#### GIVEN INFORMATION:

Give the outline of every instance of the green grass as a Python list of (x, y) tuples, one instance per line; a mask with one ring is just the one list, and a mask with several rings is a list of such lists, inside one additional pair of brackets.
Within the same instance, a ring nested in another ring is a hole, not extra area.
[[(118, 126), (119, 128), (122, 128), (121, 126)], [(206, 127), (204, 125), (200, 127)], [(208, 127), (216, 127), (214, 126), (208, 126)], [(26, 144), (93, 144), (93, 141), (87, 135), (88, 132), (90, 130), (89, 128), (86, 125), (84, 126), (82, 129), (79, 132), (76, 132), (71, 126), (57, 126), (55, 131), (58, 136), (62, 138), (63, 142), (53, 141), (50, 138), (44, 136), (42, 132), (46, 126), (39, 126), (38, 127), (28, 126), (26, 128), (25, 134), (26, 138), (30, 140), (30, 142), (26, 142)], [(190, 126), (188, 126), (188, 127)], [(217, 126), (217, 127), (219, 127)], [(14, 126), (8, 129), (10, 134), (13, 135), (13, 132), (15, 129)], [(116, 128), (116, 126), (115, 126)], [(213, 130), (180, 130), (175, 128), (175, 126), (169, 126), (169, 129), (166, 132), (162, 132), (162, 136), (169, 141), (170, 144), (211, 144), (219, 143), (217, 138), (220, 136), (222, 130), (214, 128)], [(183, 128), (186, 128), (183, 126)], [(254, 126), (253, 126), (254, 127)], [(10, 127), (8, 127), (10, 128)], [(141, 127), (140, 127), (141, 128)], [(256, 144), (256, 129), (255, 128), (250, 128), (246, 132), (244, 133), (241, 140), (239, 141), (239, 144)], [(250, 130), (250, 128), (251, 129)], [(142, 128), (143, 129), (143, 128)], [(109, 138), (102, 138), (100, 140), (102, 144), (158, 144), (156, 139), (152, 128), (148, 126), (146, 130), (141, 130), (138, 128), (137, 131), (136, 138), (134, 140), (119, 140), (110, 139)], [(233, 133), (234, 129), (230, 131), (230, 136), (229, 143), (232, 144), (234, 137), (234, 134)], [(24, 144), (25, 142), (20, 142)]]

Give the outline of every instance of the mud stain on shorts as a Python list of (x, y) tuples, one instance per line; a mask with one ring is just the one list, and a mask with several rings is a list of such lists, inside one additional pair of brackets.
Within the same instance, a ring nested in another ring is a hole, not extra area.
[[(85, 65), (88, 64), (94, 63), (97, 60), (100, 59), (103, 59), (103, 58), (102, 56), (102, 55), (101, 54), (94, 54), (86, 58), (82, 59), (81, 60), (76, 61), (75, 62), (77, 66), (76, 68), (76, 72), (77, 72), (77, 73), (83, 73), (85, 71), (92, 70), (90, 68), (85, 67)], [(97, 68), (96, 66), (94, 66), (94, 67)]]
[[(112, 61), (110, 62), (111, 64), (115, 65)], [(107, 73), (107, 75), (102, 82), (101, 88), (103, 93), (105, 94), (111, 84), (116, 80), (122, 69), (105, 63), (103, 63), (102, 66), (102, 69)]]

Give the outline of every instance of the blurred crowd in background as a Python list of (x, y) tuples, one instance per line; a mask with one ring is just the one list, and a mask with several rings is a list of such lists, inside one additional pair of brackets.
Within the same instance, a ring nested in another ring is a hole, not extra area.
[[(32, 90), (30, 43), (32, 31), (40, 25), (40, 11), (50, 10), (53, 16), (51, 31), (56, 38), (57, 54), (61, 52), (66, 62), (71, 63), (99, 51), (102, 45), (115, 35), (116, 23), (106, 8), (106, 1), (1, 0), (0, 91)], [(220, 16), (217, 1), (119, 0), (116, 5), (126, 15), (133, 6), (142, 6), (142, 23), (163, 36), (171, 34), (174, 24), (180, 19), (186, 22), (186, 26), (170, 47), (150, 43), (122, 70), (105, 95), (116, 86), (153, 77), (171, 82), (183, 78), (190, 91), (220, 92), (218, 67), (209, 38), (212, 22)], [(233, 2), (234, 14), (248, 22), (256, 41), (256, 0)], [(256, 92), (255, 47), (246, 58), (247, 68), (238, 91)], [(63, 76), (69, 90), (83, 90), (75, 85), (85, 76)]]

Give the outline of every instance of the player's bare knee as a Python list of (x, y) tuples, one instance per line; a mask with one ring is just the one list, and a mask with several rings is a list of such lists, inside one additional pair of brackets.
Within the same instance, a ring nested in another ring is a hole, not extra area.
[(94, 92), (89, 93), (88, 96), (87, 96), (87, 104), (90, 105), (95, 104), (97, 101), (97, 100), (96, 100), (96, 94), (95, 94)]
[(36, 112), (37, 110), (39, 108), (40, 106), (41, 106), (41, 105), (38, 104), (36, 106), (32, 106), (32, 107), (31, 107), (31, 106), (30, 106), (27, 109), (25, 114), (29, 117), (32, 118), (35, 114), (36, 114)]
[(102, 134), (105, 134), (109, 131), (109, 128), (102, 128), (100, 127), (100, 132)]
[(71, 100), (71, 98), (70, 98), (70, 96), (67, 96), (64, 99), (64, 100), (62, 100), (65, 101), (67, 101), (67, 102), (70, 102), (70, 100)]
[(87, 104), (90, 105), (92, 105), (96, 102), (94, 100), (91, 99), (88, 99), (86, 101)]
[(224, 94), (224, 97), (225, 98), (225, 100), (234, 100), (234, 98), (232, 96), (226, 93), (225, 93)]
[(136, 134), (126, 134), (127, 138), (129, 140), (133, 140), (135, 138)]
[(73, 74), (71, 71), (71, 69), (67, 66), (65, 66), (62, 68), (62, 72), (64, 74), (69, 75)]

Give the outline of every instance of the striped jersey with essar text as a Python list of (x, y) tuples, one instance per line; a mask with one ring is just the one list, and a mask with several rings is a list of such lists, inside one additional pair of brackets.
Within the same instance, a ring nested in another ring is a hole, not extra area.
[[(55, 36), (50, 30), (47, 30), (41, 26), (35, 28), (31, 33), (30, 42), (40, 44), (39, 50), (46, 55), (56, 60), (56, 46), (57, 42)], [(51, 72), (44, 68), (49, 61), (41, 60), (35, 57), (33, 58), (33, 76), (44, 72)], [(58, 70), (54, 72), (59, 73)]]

#### THE REQUEST:
Convert every line of the rows above into a JSON list of strings, one string per line, and leave out the blank lines.

#### EXERCISE OUTPUT:
[
  "Give the outline of every instance of the green grass as a Python list of (x, y) tuples, one instance per line; a mask with one ring is just the one list, and a mask with several rings is a list of such lists, inside one additional pair of brackets.",
  "Within the same instance, a ring nested in another ring is a hole, not extra area.",
  "[[(118, 126), (119, 128), (122, 128), (121, 126)], [(206, 127), (204, 125), (200, 127)], [(208, 127), (216, 127), (214, 126), (208, 126)], [(26, 144), (93, 144), (93, 141), (87, 135), (88, 132), (90, 130), (89, 128), (86, 125), (84, 126), (82, 129), (79, 132), (76, 132), (71, 126), (57, 126), (55, 131), (58, 136), (62, 138), (63, 142), (53, 141), (50, 138), (44, 136), (42, 132), (46, 126), (39, 126), (38, 127), (28, 126), (26, 128), (25, 134), (26, 138), (30, 140), (30, 142), (26, 142)], [(190, 126), (188, 126), (188, 127)], [(217, 126), (217, 127), (219, 127)], [(14, 126), (8, 129), (10, 134), (13, 135), (13, 132), (15, 129)], [(116, 128), (116, 126), (115, 126)], [(213, 130), (180, 130), (175, 128), (175, 126), (169, 126), (169, 129), (166, 132), (162, 132), (162, 136), (169, 141), (170, 144), (211, 144), (219, 143), (217, 138), (220, 136), (222, 130), (214, 128)], [(183, 128), (186, 128), (183, 126)], [(254, 126), (253, 126), (254, 127)], [(10, 127), (8, 127), (10, 128)], [(141, 127), (140, 127), (141, 128)], [(256, 144), (256, 129), (255, 128), (250, 128), (246, 132), (244, 133), (241, 140), (239, 141), (239, 144)], [(250, 130), (250, 128), (251, 129)], [(142, 128), (143, 129), (143, 128)], [(109, 138), (102, 138), (100, 140), (102, 144), (158, 144), (156, 139), (152, 128), (148, 126), (146, 130), (141, 130), (138, 128), (137, 131), (136, 138), (134, 140), (119, 140), (110, 139)], [(233, 133), (234, 129), (230, 131), (230, 136), (229, 143), (232, 144), (234, 137), (234, 134)], [(24, 144), (25, 142), (20, 142)]]",
  "Give the outline of every instance of the mud stain on shorts as a Python list of (x, y) tuples, one instance per line; a mask with one ring is just the one list, and a mask with several rings is a list of such lists, inside one additional pair of brackets.",
  "Within the same instance, a ring nested in another ring is a hole, not extra area.",
  "[[(85, 65), (88, 64), (94, 63), (97, 60), (100, 59), (103, 59), (103, 58), (102, 56), (102, 55), (101, 54), (94, 54), (86, 58), (82, 59), (81, 60), (76, 61), (75, 62), (77, 66), (76, 68), (76, 72), (77, 72), (77, 73), (83, 73), (85, 71), (92, 70), (90, 68), (85, 67)], [(97, 68), (96, 66), (94, 66), (94, 67)]]",
  "[[(112, 61), (110, 62), (111, 64), (115, 65)], [(107, 73), (107, 75), (102, 82), (101, 88), (103, 93), (105, 94), (111, 84), (116, 80), (122, 69), (105, 63), (103, 63), (102, 66), (102, 69)]]",
  "Give the outline of every instance of the blurred crowd in background as a Python list of (x, y) tuples, one instance per line; a mask with one ring is just the one list, and a mask with several rings is a list of such lists, inside one additional pair of brackets.",
  "Within the same instance, a ring nested in another ring is a hole, not extra area.",
  "[[(32, 90), (30, 43), (32, 31), (40, 25), (40, 11), (50, 10), (53, 16), (51, 31), (56, 38), (57, 54), (61, 52), (66, 62), (71, 63), (99, 51), (102, 45), (115, 35), (116, 23), (106, 8), (106, 1), (1, 0), (0, 91)], [(220, 16), (217, 1), (119, 0), (116, 5), (126, 15), (133, 6), (142, 6), (142, 23), (163, 36), (171, 34), (174, 24), (180, 19), (186, 22), (186, 26), (170, 47), (150, 43), (122, 70), (105, 95), (116, 86), (153, 77), (171, 82), (183, 78), (190, 91), (220, 92), (218, 67), (209, 38), (212, 22)], [(233, 2), (234, 14), (248, 22), (256, 41), (256, 0)], [(256, 92), (255, 47), (246, 58), (247, 68), (238, 91)], [(63, 76), (69, 90), (83, 90), (75, 85), (85, 76)]]",
  "Give the outline of every instance of the player's bare knee as a Python list of (x, y) tuples, one instance per line; a mask with one ring is just the one list, and a mask with several rings is a list of such lists, inside one additional pair of brackets.",
  "Within the same instance, a ring nested in another ring is a hole, not extra area.",
  "[(94, 92), (89, 93), (88, 96), (87, 96), (87, 104), (90, 105), (95, 104), (97, 101), (97, 100), (96, 100), (96, 94), (95, 94)]",
  "[(36, 112), (37, 110), (39, 108), (40, 106), (41, 106), (41, 105), (38, 104), (36, 106), (32, 106), (32, 107), (31, 107), (31, 106), (30, 106), (27, 109), (25, 114), (29, 117), (32, 118), (35, 114), (36, 114)]",
  "[(102, 134), (105, 134), (109, 131), (109, 128), (102, 128), (100, 127), (100, 132)]",
  "[(71, 100), (71, 98), (70, 98), (70, 96), (67, 96), (64, 99), (64, 100), (62, 100), (65, 101), (67, 101), (67, 102), (70, 102), (70, 100)]",
  "[(87, 104), (90, 105), (92, 105), (96, 102), (94, 100), (91, 99), (88, 99), (86, 101)]",
  "[(224, 94), (224, 97), (225, 98), (225, 100), (234, 100), (234, 98), (232, 96), (226, 93), (225, 93)]",
  "[(136, 134), (126, 134), (127, 138), (129, 140), (133, 140), (135, 138)]",
  "[(73, 74), (71, 71), (71, 69), (67, 66), (65, 66), (62, 68), (62, 72), (64, 74), (69, 75)]",
  "Give the outline of every instance of the striped jersey with essar text as a Python list of (x, y) tuples, one instance per line; a mask with one ring is just the one list, and a mask with several rings is a list of such lists, inside one additional pair of brackets.",
  "Within the same instance, a ring nested in another ring is a hole, not extra area.",
  "[[(55, 36), (50, 30), (47, 30), (41, 26), (35, 28), (31, 33), (30, 42), (40, 44), (39, 50), (46, 55), (56, 60), (56, 46), (57, 42)], [(51, 72), (44, 68), (49, 61), (41, 60), (35, 57), (33, 58), (33, 76), (44, 72)], [(58, 70), (54, 72), (59, 73)]]"
]